- WHAT TO WORK ON
Reproduce the data entries below verbatim, starting with the line that contains "3. Where is the thin" and continuing through the end of the entries.

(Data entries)
— START —

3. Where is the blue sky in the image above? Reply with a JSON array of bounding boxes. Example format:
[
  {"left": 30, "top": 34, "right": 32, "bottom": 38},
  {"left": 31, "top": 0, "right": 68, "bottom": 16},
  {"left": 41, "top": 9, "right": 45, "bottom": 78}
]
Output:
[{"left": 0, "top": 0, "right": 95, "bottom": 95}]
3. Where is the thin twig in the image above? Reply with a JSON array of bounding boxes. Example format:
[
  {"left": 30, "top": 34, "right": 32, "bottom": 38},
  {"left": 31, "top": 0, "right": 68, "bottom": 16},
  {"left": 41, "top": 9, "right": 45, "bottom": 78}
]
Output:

— END —

- THE ANSWER
3. Where is the thin twig in the image above? Reply with a JSON array of bounding boxes. Example format:
[
  {"left": 30, "top": 34, "right": 32, "bottom": 38},
  {"left": 31, "top": 0, "right": 68, "bottom": 16},
  {"left": 41, "top": 9, "right": 45, "bottom": 78}
]
Output:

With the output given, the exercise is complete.